• SERIE DE EJERCICIOS:
A: Enumera las cosas que, según la crónica de guerra, tenía en infinidad la gente que el narrador conoció en el ejército.
B: Copia el pasaje de la crónica de guerra comprendido entre "Apreciados lectores" y "trabajos como este.", ambos incluidos, y sustituye "excelente" por "magnífico".

• FRAGMENTO SELECCIONADO:
——

Crónica de guerra.
Apreciados lectores
Damos inicio a una nueva sección de Nueva Gaceta, la dedicada a las crónicas, con un excelente trabajo de Miguel Mendivelso. Para degustar de mejor manera este escrito, hemos decidido publicarlo en entregas, dada su extensión. Esperamos que más lectores y colaboradores nos hagan llegar trabajos como este.
CRÓNICA DE GUERRA
Por: Miguel Mendivelso.
“Izquier…, dos, tres, cuatro.
Cuatro, tres, dos, uno.
Un tres de marzo que no quiero recordar,
llegué como un recluta a la escuela militar;
en la escuela yo aprendí,
que no me gusta nada la vida civil,
andar de pelo largo por ahí,
a mí me gusta andar con mi fusil”.
Este es un estribillo de una animación para el trote que se aprende en el ejército. Pero como olvidar esta fecha, si fue un tres de marzo de alguno de los años del Señor en que me hice militar y es de esas cosas que se quedan en la memoria para toda la vida. En esa fecha llegamos al fuerte militar de Tolemaida y con exactitud a la Escuela Militar de Sub oficiales Sargento Inocencio Chincá aproximadamente unos 1200 jóvenes entre 18 y 23 años para recibir entrenamiento que nos convertirían en cabos del ejército después de 18 meses de duro adiestramiento y adoctrinamiento en las artes de Sun Tzu. Y fue allá donde inicie mi corta carrera militar.
Allí, en el ejército conocí gente de toda clase y costumbres, de todas las regiones del país, con infinidad de propósitos, deseos, sueños y esperanzas y es de esas personas, de esos hombres que sé contar docenas y cientos de historias de la misma manera que de otras gentes y las historias que haya que contar de la vida militar así como en la vida misma unas serán buenas y otras no tanto y hoy quiero recordar algunas de esas y recordar a algunas personas y algunos de mis compañeros que cayeron en acción por defender “ideales democráticos” que al día de hoy pongo en duda en medio de lo que llamamos patria.

——

• ENTRADAS DE DATOS:

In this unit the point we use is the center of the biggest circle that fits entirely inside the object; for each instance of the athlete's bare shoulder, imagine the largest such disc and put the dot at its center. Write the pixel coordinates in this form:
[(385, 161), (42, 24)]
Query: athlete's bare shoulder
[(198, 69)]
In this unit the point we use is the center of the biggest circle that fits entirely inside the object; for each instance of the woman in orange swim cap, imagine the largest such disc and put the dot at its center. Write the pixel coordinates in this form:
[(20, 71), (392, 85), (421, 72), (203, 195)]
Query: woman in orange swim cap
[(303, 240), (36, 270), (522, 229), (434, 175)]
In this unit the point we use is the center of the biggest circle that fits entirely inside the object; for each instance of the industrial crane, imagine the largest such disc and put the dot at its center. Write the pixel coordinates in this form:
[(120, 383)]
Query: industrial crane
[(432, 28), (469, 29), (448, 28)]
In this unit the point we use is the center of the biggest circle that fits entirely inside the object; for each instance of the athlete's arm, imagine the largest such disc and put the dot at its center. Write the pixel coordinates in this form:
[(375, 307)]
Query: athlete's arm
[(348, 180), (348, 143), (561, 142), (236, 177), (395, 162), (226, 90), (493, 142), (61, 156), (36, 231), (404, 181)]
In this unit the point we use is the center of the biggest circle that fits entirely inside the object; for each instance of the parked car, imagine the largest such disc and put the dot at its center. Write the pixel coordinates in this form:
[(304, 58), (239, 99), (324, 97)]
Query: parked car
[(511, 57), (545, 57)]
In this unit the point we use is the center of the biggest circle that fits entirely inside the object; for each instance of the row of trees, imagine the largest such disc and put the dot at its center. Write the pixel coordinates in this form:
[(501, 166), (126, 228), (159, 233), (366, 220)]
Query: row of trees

——

• RESPUESTAS ESCRITAS:
A: Propósitos, deseos, sueños y esperanzas.

B:
Apreciados lectores
Damos inicio a una nueva sección de Nueva Gaceta, la dedicada a las crónicas, con un magnífico trabajo de Miguel Mendivelso. Para degustar de mejor manera este escrito, hemos decidido publicarlo en entregas, dada su extensión. Esperamos que más lectores y colaboradores nos hagan llegar trabajos como este.